> **GIVEN RECORDS**
══════

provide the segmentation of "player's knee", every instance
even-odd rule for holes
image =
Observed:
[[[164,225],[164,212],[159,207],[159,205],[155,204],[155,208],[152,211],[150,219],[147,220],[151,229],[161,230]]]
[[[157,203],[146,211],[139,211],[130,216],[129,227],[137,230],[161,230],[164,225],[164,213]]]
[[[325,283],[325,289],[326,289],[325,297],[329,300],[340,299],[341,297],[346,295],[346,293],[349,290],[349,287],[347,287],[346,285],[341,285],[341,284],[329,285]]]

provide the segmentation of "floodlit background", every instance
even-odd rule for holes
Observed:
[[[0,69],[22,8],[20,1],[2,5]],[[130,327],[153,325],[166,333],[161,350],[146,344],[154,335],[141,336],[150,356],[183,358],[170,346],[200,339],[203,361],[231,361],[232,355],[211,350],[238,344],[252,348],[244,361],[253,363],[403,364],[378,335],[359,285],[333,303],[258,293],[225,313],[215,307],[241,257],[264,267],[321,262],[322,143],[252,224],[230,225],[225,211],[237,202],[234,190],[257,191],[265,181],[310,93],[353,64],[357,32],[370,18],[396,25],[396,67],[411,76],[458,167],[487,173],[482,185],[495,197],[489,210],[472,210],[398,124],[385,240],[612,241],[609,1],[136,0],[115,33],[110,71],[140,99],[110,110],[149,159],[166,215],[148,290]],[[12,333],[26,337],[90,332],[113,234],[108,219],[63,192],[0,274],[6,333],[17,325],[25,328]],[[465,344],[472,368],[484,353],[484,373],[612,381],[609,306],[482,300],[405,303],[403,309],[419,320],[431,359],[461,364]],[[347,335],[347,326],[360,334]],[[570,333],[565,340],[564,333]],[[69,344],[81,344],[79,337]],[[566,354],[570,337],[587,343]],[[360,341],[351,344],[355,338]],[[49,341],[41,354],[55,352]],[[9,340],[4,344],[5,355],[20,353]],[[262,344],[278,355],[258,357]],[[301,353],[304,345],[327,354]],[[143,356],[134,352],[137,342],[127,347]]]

══════

> **TRY IT**
Restate the whole of the data exactly.

> **PROBLEM SOLUTION**
provide the segmentation of "player's knee", every instance
even-odd rule for holes
image =
Observed:
[[[164,225],[164,212],[159,207],[159,205],[155,204],[155,208],[152,211],[150,219],[147,220],[151,229],[161,230]]]
[[[157,203],[146,211],[139,211],[130,216],[129,227],[137,230],[161,230],[164,225],[164,213]]]
[[[325,283],[325,289],[326,289],[325,297],[329,300],[340,299],[341,297],[346,295],[346,293],[349,290],[349,287],[347,287],[346,285],[341,285],[341,284],[329,285]]]

provide the segmentation of "floodlit background", every instance
even-odd rule for holes
Observed:
[[[0,69],[22,8],[20,1],[2,5]],[[130,327],[153,325],[166,333],[161,350],[146,344],[154,335],[141,336],[150,356],[183,358],[170,346],[200,339],[203,361],[231,361],[232,355],[211,350],[238,344],[252,348],[244,361],[253,363],[403,364],[378,335],[359,285],[333,303],[258,293],[225,313],[215,307],[241,257],[264,267],[321,262],[322,143],[252,224],[230,225],[225,211],[237,202],[234,190],[257,191],[265,181],[310,93],[353,64],[357,32],[370,18],[396,25],[396,67],[411,76],[458,167],[487,173],[482,185],[495,197],[489,210],[472,210],[398,124],[385,240],[612,241],[609,1],[136,0],[115,33],[110,71],[140,99],[110,110],[149,159],[166,215],[148,290]],[[12,333],[26,337],[90,332],[113,234],[108,219],[63,192],[0,274],[6,333],[17,325],[25,328]],[[465,344],[472,368],[484,353],[484,373],[612,381],[609,306],[482,300],[405,303],[403,309],[419,320],[431,359],[461,364]],[[347,335],[347,326],[360,334]],[[570,333],[565,340],[564,333]],[[69,344],[81,344],[79,337]],[[566,354],[570,337],[587,343]],[[360,341],[351,344],[355,338]],[[49,341],[41,354],[55,352]],[[9,340],[4,344],[5,355],[20,353]],[[262,344],[278,355],[258,357]],[[301,353],[304,345],[327,354]],[[143,356],[134,352],[137,342],[127,347]]]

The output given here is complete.